LA BELLEZA DIFAMADA
Los personajes históricos, sobre todo los muy antiguos, son menos seres de carne y hueso que una imagen en remodelación constante. Cada época los retrata a su manera, de acuerdo con la mentalidad imperante o el criterio particular de dos o tres voces con autoridad. Helena de Troya es una de estas criaturas con tantas máscaras como se le han querido colocar a través de los siglos. Su relevancia como arquetipo es tal que resulta secundario si esta reina espartana de la civilización micénica, que brilló en Grecia a finales de la Edad del Bronce, fue real o ficción. Puede que viviera o no entre 1600 y 1100 a. C., cuando tuvieron lugar algunos de los hechos y personajes con que se fueron elaborando los mitos y leyendas que circularon más tarde, en los períodos arcaico, clásico y helenístico.
***
--- TAREA PLANTEADA A ---
Selecciona cada línea de los registros que contenga la cadena "rear", distinguiendo entre mayúsculas y minúsculas.
El texto y los registros no guardan relación entre sí.

[Etiquetas de puntos de objetos]
***
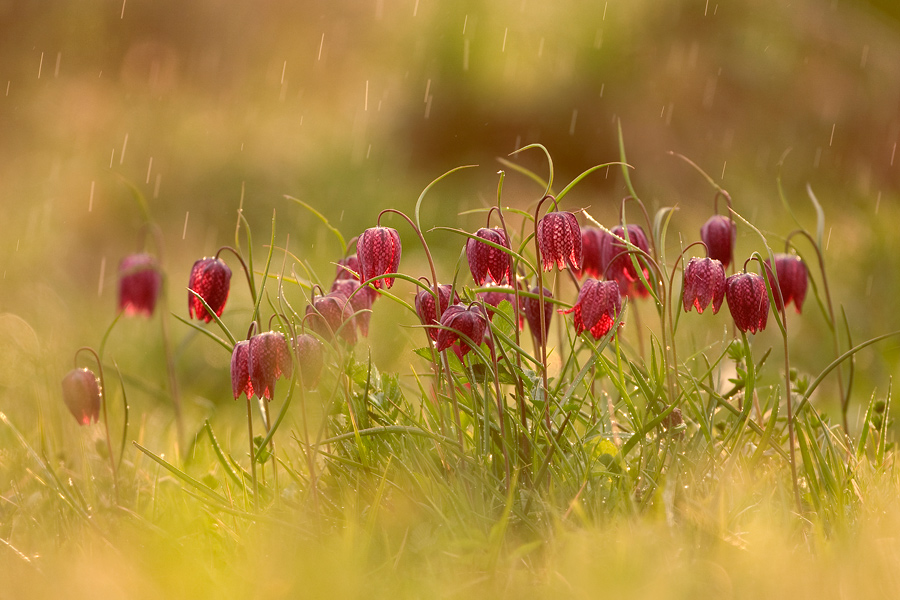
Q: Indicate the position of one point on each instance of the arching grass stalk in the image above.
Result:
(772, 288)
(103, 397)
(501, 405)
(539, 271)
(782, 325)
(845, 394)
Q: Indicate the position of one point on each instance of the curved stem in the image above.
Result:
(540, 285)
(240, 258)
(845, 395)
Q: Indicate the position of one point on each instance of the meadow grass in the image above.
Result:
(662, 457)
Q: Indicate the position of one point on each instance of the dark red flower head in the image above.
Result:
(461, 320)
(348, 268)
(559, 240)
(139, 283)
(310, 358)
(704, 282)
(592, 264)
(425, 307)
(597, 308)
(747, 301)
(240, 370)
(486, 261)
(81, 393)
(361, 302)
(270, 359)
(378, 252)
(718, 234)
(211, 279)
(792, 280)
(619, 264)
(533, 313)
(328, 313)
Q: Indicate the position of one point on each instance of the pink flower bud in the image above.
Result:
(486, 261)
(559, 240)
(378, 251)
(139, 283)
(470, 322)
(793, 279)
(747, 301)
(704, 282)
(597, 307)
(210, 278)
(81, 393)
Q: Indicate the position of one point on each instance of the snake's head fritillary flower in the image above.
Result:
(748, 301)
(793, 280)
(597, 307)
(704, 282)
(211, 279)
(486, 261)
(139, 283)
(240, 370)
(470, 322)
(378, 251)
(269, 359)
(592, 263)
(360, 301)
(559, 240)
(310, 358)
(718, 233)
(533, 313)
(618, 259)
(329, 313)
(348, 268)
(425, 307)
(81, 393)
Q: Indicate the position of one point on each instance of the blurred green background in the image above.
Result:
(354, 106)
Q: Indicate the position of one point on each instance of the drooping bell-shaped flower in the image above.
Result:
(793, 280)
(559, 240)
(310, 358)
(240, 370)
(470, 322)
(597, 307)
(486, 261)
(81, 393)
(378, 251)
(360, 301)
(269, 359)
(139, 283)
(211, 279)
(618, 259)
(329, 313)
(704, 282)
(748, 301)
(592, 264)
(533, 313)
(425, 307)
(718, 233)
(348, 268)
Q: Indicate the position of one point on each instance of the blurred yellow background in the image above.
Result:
***
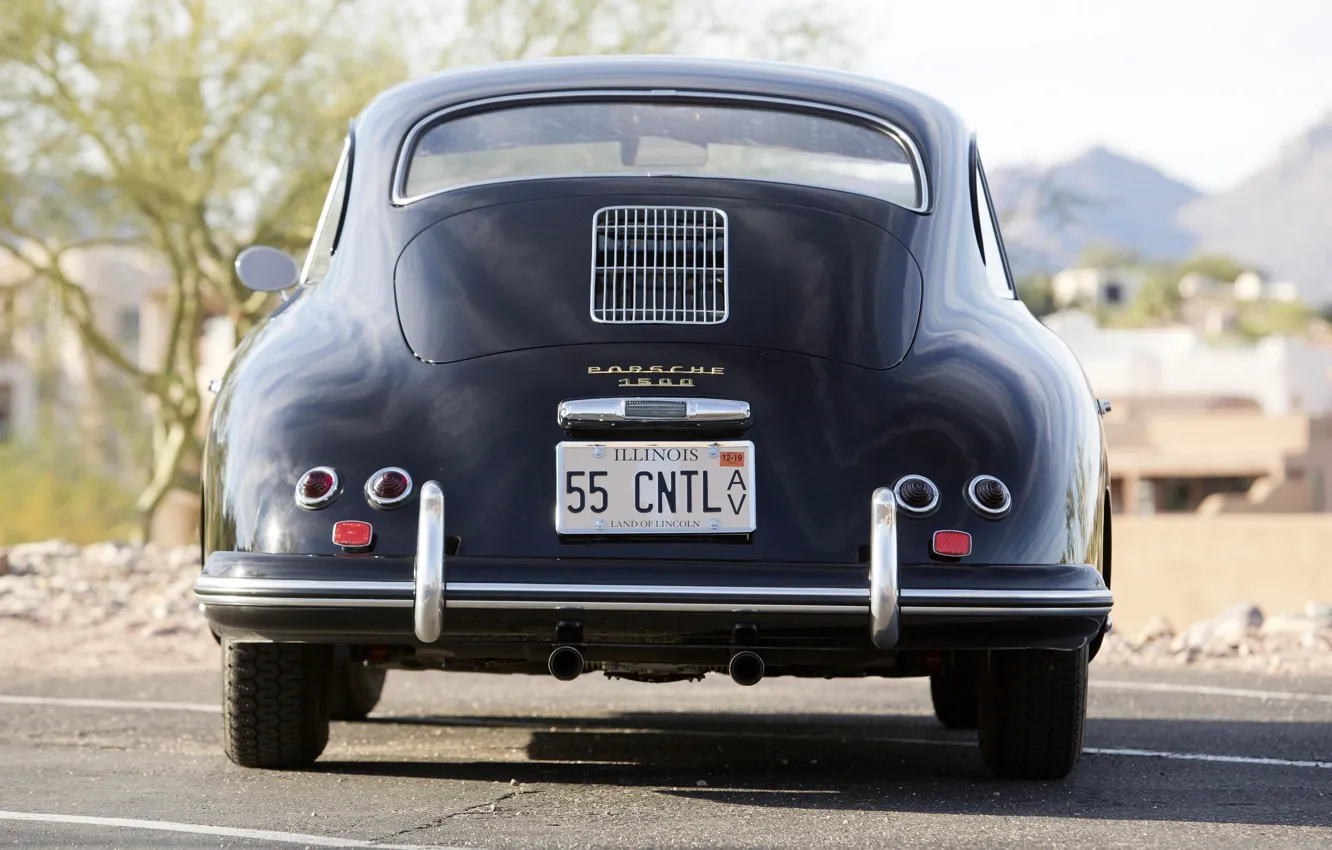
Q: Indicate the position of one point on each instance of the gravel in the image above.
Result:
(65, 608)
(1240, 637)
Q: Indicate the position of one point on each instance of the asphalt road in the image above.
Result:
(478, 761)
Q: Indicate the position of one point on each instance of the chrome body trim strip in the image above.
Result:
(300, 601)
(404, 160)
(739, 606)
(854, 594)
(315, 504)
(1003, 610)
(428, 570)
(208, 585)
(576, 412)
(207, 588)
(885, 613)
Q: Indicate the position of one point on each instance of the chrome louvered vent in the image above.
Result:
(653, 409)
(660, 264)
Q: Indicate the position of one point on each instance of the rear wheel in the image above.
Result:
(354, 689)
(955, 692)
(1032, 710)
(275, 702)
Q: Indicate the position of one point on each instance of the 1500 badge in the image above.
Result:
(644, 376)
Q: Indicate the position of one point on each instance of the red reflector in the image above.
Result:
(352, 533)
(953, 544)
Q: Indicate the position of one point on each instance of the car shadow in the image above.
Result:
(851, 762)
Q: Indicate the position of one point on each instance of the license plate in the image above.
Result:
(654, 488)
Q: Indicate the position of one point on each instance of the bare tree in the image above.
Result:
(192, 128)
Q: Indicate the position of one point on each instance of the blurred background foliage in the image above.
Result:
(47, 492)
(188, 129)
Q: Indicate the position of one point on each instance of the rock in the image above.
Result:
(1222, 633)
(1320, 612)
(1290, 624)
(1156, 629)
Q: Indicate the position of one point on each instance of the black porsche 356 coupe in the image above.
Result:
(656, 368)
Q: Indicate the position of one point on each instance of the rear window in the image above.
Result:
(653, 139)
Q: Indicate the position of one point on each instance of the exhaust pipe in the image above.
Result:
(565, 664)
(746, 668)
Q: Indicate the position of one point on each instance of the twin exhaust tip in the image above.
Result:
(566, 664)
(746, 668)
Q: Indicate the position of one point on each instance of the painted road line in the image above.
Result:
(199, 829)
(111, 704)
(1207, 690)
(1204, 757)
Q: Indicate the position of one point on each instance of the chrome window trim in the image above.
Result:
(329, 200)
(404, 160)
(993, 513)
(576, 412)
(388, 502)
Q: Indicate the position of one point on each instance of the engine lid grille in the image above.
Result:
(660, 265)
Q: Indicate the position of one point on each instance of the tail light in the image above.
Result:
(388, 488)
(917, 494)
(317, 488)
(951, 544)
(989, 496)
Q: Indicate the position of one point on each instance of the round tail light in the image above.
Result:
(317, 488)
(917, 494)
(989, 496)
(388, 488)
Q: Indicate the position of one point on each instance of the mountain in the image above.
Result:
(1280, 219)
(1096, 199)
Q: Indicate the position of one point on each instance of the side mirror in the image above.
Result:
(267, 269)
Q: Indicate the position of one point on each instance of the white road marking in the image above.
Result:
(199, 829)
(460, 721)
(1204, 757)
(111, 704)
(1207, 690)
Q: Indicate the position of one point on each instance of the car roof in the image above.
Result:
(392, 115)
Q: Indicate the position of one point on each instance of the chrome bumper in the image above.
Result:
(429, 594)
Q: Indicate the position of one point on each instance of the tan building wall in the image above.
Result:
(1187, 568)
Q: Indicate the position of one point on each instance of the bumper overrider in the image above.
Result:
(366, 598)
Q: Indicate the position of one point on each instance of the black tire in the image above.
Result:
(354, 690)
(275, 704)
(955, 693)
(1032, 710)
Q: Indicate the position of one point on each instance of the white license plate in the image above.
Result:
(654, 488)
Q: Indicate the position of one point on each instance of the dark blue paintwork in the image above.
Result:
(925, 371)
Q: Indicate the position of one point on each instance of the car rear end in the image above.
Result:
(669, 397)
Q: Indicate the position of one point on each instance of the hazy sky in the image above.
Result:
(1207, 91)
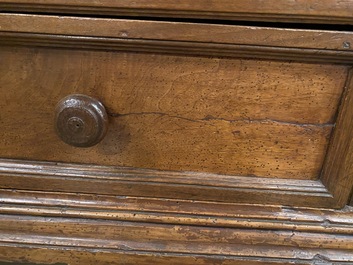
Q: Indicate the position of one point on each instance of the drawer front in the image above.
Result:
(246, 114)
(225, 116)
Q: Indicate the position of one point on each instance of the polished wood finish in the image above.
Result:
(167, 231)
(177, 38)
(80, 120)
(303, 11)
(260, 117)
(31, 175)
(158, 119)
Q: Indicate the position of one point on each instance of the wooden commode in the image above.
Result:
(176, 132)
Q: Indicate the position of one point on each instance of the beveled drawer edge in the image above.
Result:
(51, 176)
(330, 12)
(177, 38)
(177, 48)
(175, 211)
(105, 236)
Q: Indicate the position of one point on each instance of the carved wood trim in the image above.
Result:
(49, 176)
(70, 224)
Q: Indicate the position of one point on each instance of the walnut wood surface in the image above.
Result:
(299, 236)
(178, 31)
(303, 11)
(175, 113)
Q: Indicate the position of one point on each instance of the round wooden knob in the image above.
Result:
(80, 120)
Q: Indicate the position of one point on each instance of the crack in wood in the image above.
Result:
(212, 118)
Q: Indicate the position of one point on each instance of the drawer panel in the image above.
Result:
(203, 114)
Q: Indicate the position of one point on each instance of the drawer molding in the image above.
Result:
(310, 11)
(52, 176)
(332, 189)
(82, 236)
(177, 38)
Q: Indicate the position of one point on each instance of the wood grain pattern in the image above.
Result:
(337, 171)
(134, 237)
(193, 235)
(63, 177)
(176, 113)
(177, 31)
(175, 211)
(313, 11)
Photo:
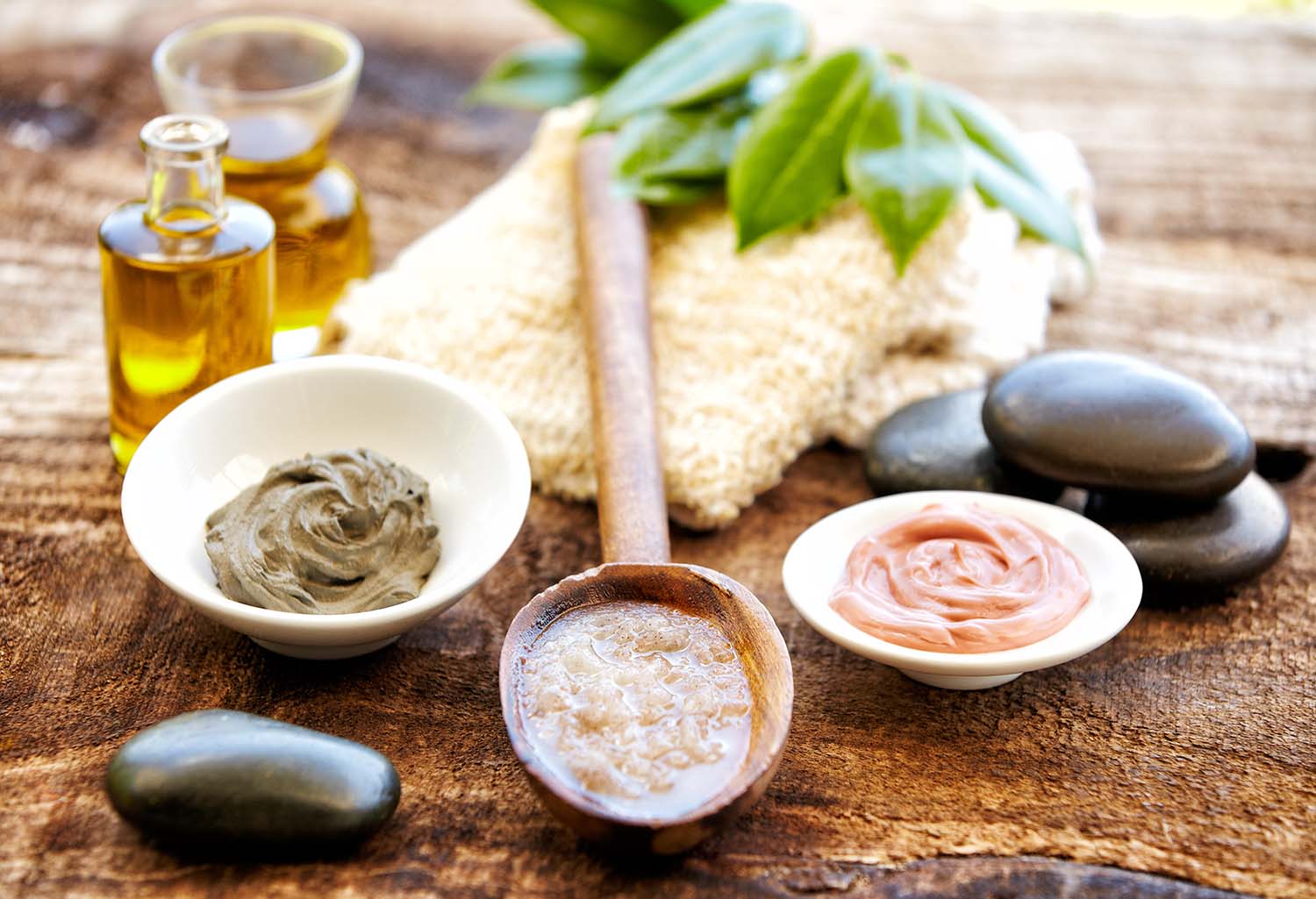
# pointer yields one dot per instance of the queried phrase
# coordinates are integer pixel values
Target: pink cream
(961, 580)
***
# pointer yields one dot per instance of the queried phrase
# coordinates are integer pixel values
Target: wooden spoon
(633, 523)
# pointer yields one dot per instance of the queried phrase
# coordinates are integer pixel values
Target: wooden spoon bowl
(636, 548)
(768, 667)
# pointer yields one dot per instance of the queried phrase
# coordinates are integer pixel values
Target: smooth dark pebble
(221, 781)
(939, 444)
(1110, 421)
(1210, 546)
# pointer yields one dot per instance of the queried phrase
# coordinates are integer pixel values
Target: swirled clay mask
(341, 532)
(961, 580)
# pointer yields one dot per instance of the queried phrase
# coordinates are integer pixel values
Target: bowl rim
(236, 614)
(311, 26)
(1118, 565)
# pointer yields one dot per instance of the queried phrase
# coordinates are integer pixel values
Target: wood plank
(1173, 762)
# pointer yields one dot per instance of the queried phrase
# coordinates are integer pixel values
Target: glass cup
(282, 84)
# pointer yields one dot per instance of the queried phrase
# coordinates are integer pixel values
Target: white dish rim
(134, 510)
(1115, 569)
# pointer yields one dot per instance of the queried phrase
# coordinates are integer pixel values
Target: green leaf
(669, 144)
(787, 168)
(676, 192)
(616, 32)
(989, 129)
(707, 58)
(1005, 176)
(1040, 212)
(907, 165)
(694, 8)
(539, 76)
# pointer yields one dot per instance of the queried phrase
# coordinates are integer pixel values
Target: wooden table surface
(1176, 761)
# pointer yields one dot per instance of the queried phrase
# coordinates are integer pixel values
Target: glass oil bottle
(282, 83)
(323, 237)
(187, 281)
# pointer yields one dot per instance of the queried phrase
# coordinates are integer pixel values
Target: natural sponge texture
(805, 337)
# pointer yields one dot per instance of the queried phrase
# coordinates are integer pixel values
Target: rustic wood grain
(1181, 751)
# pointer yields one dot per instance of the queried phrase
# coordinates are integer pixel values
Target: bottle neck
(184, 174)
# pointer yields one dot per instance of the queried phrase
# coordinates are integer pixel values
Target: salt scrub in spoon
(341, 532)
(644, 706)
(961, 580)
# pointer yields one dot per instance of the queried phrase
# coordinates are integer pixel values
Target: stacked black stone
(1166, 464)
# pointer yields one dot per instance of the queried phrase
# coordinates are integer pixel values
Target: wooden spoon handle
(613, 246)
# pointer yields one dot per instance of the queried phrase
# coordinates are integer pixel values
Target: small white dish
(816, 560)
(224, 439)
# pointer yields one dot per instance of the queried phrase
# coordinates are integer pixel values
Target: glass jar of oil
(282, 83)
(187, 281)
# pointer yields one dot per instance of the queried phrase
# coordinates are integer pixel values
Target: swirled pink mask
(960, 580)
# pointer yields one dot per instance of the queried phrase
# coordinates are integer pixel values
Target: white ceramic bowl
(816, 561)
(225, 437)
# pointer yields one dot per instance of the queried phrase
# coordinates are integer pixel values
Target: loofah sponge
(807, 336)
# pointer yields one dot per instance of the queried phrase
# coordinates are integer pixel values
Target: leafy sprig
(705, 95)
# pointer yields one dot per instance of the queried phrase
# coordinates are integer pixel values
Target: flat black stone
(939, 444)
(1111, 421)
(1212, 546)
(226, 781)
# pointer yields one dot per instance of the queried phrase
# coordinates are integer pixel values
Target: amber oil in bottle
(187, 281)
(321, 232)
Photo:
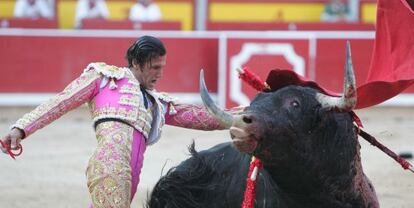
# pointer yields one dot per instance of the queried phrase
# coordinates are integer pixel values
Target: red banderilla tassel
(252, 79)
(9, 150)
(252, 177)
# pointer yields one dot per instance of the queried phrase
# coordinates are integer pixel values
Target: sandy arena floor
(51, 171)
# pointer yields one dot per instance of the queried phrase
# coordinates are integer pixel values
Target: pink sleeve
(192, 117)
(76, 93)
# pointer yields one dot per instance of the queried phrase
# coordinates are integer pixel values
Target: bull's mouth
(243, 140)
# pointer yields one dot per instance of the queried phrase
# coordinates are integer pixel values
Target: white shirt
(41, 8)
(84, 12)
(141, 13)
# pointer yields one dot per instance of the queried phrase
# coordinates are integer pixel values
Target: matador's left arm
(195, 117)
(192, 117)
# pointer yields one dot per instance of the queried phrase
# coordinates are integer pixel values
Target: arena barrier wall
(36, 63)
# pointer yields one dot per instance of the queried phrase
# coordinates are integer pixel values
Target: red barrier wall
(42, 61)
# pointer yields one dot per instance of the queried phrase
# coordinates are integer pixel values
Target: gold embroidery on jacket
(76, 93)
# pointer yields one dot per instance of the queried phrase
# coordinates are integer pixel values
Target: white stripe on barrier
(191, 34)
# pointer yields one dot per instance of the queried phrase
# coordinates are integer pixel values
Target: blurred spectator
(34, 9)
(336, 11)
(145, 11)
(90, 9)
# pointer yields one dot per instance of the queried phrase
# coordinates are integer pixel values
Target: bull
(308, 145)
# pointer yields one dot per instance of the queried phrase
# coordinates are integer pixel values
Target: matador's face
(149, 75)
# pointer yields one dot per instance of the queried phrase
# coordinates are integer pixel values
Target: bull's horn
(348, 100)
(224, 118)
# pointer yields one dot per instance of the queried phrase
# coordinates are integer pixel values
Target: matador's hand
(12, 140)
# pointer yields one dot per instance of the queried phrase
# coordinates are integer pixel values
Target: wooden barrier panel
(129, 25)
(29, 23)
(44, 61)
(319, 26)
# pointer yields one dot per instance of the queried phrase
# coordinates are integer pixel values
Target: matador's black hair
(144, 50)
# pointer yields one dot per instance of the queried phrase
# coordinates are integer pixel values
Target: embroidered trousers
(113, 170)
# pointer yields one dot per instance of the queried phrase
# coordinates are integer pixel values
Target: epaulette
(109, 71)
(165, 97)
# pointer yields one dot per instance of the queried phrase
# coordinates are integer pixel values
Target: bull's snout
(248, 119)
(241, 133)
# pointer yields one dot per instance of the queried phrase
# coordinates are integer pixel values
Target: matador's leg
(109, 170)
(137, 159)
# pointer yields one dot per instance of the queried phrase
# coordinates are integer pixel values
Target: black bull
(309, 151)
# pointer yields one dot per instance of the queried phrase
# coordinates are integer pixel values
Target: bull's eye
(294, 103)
***
--- TAREA PLANTEADA B ---
Responde a partir del texto sobre Helena de Troya:
(i) ¿A qué civilización pertenecía Helena como reina espartana?
(ii) ¿Entre qué años pudo haber vivido?
(iii) ¿En qué períodos circularon más tarde los mitos y leyendas?

--- RESULTADO DE LA TAREA A ---
Q: Indicate the position of one point on each instance of the rear wheel in the image above.
Q: Indicate the position of one point on each instance of the rear window in the image above.
Q: Indicate the position of one point on each instance of the car rear end in the image above.

--- RESULTADO DE LA TAREA B ---
(i) A la civilización micénica.
(ii) Entre 1600 y 1100 a. C.
(iii) En los períodos arcaico, clásico y helenístico.